■ What to work on
Copy out the complete listing, word for word.

■ Records to use
============================================================
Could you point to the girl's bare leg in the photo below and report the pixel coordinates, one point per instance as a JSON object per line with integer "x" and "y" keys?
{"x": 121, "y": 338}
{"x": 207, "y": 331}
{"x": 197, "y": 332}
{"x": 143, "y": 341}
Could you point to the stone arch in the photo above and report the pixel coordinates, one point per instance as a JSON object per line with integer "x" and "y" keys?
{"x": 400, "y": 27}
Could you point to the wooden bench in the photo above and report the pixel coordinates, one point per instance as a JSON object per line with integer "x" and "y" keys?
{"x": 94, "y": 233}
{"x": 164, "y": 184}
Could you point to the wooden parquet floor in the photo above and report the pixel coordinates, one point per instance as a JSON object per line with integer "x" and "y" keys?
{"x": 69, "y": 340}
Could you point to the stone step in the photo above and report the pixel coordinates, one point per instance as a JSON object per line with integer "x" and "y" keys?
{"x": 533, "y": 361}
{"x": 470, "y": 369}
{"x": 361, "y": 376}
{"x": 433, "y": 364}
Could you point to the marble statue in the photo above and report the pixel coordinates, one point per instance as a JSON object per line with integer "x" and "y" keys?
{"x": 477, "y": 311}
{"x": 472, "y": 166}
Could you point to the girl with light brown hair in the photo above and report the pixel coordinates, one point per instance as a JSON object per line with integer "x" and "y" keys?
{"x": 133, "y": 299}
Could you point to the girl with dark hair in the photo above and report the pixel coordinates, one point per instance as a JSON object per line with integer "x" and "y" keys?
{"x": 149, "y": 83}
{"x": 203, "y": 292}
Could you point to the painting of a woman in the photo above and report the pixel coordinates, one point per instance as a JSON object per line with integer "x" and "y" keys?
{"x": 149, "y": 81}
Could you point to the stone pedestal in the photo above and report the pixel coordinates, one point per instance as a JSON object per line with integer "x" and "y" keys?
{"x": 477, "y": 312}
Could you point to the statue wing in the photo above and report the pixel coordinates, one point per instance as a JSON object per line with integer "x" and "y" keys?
============================================================
■ Finished task
Could you point to the girl's bare leg in the photo below and report the pixel coordinates, one point per instance as a JSON object per line with integer "x" and "y" keys?
{"x": 121, "y": 338}
{"x": 207, "y": 331}
{"x": 197, "y": 332}
{"x": 143, "y": 341}
Could you point to the stone arch in the photo above and report the pixel coordinates, one point per instance as a JSON object per line with integer "x" and "y" keys?
{"x": 400, "y": 27}
Could you point to the wooden bench in the photo above and report the pixel coordinates, one point per instance as a JSON object per line with integer "x" and "y" keys?
{"x": 94, "y": 233}
{"x": 164, "y": 184}
Could you point to the wooden parquet floor in the photo above and report the pixel coordinates, one point per instance as a JSON object per line with integer "x" and "y" keys?
{"x": 69, "y": 340}
Could you point to the stone step in the photo above and report the pixel coordinates, one point per instance as a JSON object per line with integer "x" and "y" keys?
{"x": 533, "y": 361}
{"x": 470, "y": 369}
{"x": 361, "y": 376}
{"x": 433, "y": 364}
Could you point to the marble statue in the photo above and report the pixel coordinates, one point per instance as a JSON object per line with integer "x" and "y" keys?
{"x": 477, "y": 311}
{"x": 472, "y": 166}
Could you point to the girl with light brown hair in the photo above and report the pixel coordinates, one point per instance as a JSON object per line with integer "x" and "y" keys?
{"x": 133, "y": 299}
Could you point to the girl with dark hair in the photo above and report the pixel coordinates, one point per instance as a JSON object per line with integer "x" and "y" keys?
{"x": 149, "y": 83}
{"x": 203, "y": 292}
Could you point to the painting of a woman in the photo above and report the pixel coordinates, one point per instance as a JSON object per line with integer "x" and "y" keys?
{"x": 149, "y": 81}
Could you point to the stone pedestal in the photo above and report the pixel coordinates, one point per instance as a JSON object per line with integer "x" and "y" keys?
{"x": 477, "y": 312}
Could you point to the statue wing in the photo above and report the pixel coordinates, one point per instance as a JSON object per line with integer "x" and "y" keys?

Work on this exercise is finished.